Referring expression pointing data:
━━━━━━━━━━
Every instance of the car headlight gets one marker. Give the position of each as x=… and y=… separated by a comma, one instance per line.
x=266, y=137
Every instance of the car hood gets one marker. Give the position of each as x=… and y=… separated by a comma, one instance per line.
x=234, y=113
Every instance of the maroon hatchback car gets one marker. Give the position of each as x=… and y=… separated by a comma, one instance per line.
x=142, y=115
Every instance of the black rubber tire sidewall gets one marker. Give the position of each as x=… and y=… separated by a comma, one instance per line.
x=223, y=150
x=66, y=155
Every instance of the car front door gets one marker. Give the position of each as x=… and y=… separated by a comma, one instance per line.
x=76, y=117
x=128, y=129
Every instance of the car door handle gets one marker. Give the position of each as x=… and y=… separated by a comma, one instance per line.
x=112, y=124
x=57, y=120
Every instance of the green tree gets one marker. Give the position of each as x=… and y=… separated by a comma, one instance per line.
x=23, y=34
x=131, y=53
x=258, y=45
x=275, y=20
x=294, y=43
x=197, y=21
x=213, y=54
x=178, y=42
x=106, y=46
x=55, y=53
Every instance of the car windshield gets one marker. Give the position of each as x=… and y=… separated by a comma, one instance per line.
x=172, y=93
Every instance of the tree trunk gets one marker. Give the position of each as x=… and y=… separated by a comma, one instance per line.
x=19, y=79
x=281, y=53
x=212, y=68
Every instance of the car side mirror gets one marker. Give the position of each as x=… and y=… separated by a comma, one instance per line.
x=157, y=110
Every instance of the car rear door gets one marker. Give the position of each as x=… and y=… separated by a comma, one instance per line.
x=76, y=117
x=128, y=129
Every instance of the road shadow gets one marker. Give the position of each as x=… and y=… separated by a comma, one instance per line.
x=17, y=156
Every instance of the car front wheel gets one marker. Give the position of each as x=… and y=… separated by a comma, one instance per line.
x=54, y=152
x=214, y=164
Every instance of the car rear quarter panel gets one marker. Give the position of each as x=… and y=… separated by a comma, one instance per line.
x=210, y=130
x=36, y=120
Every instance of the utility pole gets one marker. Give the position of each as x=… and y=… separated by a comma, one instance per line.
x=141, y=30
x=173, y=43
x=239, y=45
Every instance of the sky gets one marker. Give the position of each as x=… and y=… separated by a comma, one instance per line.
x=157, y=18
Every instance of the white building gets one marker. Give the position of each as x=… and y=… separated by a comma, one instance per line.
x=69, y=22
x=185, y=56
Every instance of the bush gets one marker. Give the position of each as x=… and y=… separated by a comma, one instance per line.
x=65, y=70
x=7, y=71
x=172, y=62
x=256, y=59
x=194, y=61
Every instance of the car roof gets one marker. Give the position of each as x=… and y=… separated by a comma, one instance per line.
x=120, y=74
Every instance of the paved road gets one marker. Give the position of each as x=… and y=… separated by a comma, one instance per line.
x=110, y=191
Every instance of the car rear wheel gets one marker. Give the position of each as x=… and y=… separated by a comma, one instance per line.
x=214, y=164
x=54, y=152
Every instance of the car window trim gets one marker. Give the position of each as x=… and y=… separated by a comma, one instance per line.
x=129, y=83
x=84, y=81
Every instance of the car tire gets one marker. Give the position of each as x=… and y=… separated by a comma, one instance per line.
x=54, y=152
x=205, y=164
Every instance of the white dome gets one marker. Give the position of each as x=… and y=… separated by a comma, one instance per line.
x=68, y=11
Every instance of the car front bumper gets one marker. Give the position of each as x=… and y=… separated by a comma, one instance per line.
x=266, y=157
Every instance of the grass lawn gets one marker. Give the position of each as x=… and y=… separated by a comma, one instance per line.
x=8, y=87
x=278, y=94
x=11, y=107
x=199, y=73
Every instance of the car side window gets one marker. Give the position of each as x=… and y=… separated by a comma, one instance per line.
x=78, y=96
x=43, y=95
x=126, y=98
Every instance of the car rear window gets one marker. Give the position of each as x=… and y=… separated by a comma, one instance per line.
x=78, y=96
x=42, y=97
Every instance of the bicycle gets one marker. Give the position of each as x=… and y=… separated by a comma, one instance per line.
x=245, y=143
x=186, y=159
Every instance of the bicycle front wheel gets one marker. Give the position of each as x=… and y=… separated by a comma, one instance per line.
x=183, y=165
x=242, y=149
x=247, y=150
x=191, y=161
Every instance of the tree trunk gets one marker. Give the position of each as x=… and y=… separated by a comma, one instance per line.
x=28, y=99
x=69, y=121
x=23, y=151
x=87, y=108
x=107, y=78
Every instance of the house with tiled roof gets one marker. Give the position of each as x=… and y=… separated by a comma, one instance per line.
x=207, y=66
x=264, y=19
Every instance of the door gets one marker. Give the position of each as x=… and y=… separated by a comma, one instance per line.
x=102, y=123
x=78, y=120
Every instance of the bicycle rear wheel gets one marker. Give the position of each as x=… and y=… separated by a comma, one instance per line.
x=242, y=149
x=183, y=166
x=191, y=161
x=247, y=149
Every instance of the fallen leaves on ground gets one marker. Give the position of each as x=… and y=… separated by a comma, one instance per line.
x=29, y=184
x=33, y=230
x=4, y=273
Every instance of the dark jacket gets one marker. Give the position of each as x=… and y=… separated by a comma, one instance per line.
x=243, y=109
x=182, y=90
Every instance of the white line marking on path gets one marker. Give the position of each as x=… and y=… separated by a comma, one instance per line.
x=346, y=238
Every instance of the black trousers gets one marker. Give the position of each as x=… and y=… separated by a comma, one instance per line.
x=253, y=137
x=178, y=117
━━━━━━━━━━
YOUR GOAL:
Write down every entry exactly.

EXERCISE RESPONSE:
Every instance of the car headlight gets one marker. Give the position of each as x=… and y=… separated by a comma, one instance per line.
x=266, y=137
Every instance of the car hood gets one marker. Give the position of each as x=… and y=… separated by a comma, one instance per line.
x=234, y=113
Every instance of the maroon hatchback car gets one marker. Give the position of each as x=… and y=… separated by a comma, one instance per line.
x=142, y=115
Every instance of the black rubber tire sidewall gets one marker. Give the position of each as x=… and y=… separated by a comma, one instance per line.
x=223, y=150
x=66, y=155
Every instance of the car front door gets one marker. Give the position of each as x=… and y=… separated by a comma, one instance per line.
x=76, y=117
x=128, y=129
Every instance of the car door handle gets one marker. Give the position of each as x=… and y=… separated by a comma, one instance per line.
x=112, y=124
x=57, y=120
Every instance of the green tree gets one marker. Give the position of each as x=… and y=… separated by a comma, one instance per line.
x=23, y=34
x=131, y=53
x=258, y=45
x=275, y=20
x=294, y=43
x=197, y=21
x=213, y=54
x=178, y=42
x=106, y=46
x=55, y=53
Every instance of the car windshield gets one marker. Give the position of each as x=… and y=… separated by a comma, one instance per line.
x=172, y=93
Every instance of the tree trunk gets one marker. Give the position of each as x=… and y=… separated by a comma, one instance per line.
x=19, y=79
x=281, y=53
x=212, y=68
Every instance of the car side mirror gets one marker. Give the position of each as x=… and y=… separated by a comma, one instance per line.
x=157, y=110
Every instance of the car rear door gets one marker. Give the position of each as x=… and y=… separated by a comma, one instance per line.
x=76, y=117
x=128, y=129
Every instance of the road shadow gets one marker. Give the position of each as x=… and y=… separated by a comma, one instance per line.
x=17, y=156
Every instance of the car front wheel gets one marker. Give the position of each as x=… and y=… separated by a comma, one instance per line.
x=54, y=152
x=214, y=164
Every instance of the car rear quarter panel gets one marker. Give the position of each as x=… and y=… separated by a comma, one instance per line.
x=210, y=130
x=36, y=120
Every instance of the utility pole gets one marker. Give the position of each as x=… and y=… separated by a comma, one instance per line.
x=141, y=30
x=173, y=43
x=239, y=45
Every instance of the sky gets one marker. Give the position of each as x=… and y=… separated by a comma, one instance per line.
x=157, y=18
Every instance of the white building gets one marker. Give the position of each as x=… and y=… separated by a comma, one instance per line.
x=69, y=22
x=185, y=56
Every instance of the bush gets one marker. Give the position of each as x=… and y=… separated by a comma, one instance per line.
x=65, y=70
x=7, y=71
x=172, y=62
x=256, y=59
x=194, y=61
Every instance of the car roof gets one marker. Give the position of each as x=… and y=… separated by a comma, one instance per line.
x=120, y=74
Every instance of the paved road gets one marker. Give the position of each as x=… and y=… separated by a comma, one instance per line.
x=110, y=191
Every instance of the car rear wheel gets one marker. Give the position of each as x=… and y=… separated by a comma, one instance per line.
x=214, y=164
x=54, y=152
Every instance of the car window trim gets one marker. Give the position of each as x=… and y=… separated by a comma, one instance per line.
x=129, y=83
x=84, y=81
Every instance of the car tire gets one marker. Give the position of each as x=… and y=… separated by a comma, one instance per line.
x=54, y=152
x=205, y=164
Every instance of the white dome gets one marker. Give the position of each as x=… and y=… separated by a comma, one instance per line.
x=68, y=11
Every instance of the car front bumper gets one marker. Give the position of each as x=… and y=… separated by a comma, one instance per line.
x=266, y=157
Every instance of the grass lawn gets one marker. Give the position of each as x=… and y=… separated by a comma, one instance per line.
x=8, y=87
x=278, y=94
x=11, y=107
x=199, y=73
Every instance of the car side window gets one marker. Give the position of each as x=… and y=… separated by a comma, one instance per line.
x=78, y=96
x=43, y=95
x=126, y=98
Every instance of the car rear window gets one marker. Give the position of each as x=… and y=… separated by a comma, one instance per line.
x=78, y=96
x=42, y=97
Every instance of the bicycle gets one marker. Give the position of each as x=… and y=… separated by a comma, one instance per line.
x=245, y=143
x=186, y=159
Every instance of the bicycle front wheel gets one marker. Give the position of each as x=… and y=… separated by a comma, one instance per line.
x=183, y=165
x=242, y=149
x=247, y=150
x=191, y=161
Every instance of the tree trunk gets one marker. Give the position of each as x=… and y=… separated by a comma, one instance per line.
x=28, y=99
x=69, y=121
x=23, y=151
x=87, y=108
x=107, y=78
Every instance of the house with tiled roof gets one marker. Give the position of each as x=… and y=… separated by a comma, one instance per line.
x=207, y=66
x=264, y=19
Every instance of the door gets one marker. Give the position of each as x=… and y=… separated by a comma, one instance per line.
x=102, y=123
x=78, y=120
Every instance of the bicycle rear wheel gets one marker. Give the position of each as x=… and y=… separated by a comma, one instance per line.
x=242, y=149
x=183, y=166
x=191, y=161
x=247, y=149
Every instance of the fallen leaves on ground gets one marker. Give the position of each as x=… and y=… separated by a comma, one instance per line.
x=29, y=184
x=33, y=230
x=4, y=273
Every instance of the dark jacket gets one marker. Give the position of each as x=… and y=… separated by a comma, one instance per line.
x=243, y=109
x=182, y=90
Every instance of the white line marking on path gets one marker. Give the position of each as x=… and y=… separated by a comma, one instance per line.
x=346, y=238
Every instance of the black trousers gets one marker. Give the position of each as x=… and y=… separated by a comma, one instance per line.
x=253, y=137
x=178, y=117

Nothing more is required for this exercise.